** begin Provided data **

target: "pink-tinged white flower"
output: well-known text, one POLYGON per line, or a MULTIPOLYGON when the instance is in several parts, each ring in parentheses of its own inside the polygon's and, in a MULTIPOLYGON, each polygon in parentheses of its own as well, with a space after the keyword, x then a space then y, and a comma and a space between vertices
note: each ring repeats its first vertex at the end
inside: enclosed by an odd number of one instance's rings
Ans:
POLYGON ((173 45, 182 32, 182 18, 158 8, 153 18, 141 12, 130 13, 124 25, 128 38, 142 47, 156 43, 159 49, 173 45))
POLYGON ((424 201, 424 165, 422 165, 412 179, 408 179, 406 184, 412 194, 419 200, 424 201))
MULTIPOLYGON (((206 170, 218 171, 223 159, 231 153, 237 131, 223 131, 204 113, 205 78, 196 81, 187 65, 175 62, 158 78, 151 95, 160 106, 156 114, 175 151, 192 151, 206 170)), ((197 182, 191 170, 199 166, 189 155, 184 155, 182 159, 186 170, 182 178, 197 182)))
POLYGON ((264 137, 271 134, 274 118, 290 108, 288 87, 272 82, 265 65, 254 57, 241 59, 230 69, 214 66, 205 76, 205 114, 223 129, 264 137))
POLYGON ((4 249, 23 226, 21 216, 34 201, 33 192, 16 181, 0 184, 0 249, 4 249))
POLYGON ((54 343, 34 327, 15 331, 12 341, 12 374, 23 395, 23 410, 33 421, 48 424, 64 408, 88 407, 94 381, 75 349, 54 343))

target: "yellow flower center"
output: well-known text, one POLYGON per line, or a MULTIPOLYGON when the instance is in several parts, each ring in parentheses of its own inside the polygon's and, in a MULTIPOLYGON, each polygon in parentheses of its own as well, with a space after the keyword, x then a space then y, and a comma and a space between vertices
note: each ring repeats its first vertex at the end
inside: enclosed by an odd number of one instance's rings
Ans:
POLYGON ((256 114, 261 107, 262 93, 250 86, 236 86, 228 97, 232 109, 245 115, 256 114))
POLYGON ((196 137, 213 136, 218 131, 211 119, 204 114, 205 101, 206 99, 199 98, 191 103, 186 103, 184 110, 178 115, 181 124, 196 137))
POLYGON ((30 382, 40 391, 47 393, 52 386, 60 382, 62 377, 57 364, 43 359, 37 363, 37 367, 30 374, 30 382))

** end Provided data **

Written problem: Could you quote the material above in full, exactly as it stands?

Completed exercise:
target: "pink-tinged white flower"
output: well-known text, one POLYGON per line, or a MULTIPOLYGON when the instance is in several parts, each ring in parentheses of its own inside the polygon's and, in a MULTIPOLYGON, each polygon in parentheses of its own as well, with a space after the keyword, x then a space then y, and a comma and a space between vertices
note: each ring repeats its first vertex at the end
inside: enclosed by an odd number of one instance's rings
Ans:
POLYGON ((173 45, 182 32, 182 18, 158 8, 153 18, 141 12, 130 13, 124 25, 128 38, 142 47, 156 43, 159 49, 173 45))
POLYGON ((424 201, 424 165, 422 165, 412 179, 408 179, 406 184, 412 194, 419 200, 424 201))
MULTIPOLYGON (((206 170, 218 171, 223 159, 231 153, 237 131, 223 131, 204 113, 205 78, 196 81, 187 65, 175 62, 158 78, 151 95, 160 106, 156 114, 175 151, 192 151, 206 170)), ((197 182, 191 170, 199 166, 189 155, 184 155, 182 159, 186 170, 182 178, 197 182)))
POLYGON ((264 137, 271 134, 274 118, 290 108, 288 87, 272 82, 265 65, 254 57, 241 59, 230 69, 214 66, 205 76, 205 114, 223 129, 264 137))
POLYGON ((4 249, 23 226, 21 216, 34 201, 33 192, 16 181, 0 184, 0 249, 4 249))
POLYGON ((54 343, 34 327, 15 331, 12 341, 12 374, 23 395, 23 410, 33 421, 48 424, 64 408, 88 407, 94 381, 75 349, 54 343))

target: "yellow flower center"
output: well-known text, one POLYGON per line, or a MULTIPOLYGON when the instance is in several parts, each ring in parentheses of its own inside the polygon's and, in a MULTIPOLYGON, each polygon in parentheses of its own as well, with a space after the keyword, x then a space then y, and a comma and a space between vertices
note: each ring repeats its first vertex at the end
inside: enclosed by an odd number of one instance's rings
Ans:
POLYGON ((256 114, 261 107, 262 93, 250 86, 236 86, 228 97, 232 109, 245 115, 256 114))
POLYGON ((196 137, 213 136, 218 131, 211 119, 204 114, 205 101, 206 99, 199 98, 191 103, 186 103, 184 110, 178 115, 181 124, 196 137))
POLYGON ((30 382, 40 391, 47 393, 52 386, 60 382, 62 377, 57 364, 43 359, 37 363, 37 367, 30 374, 30 382))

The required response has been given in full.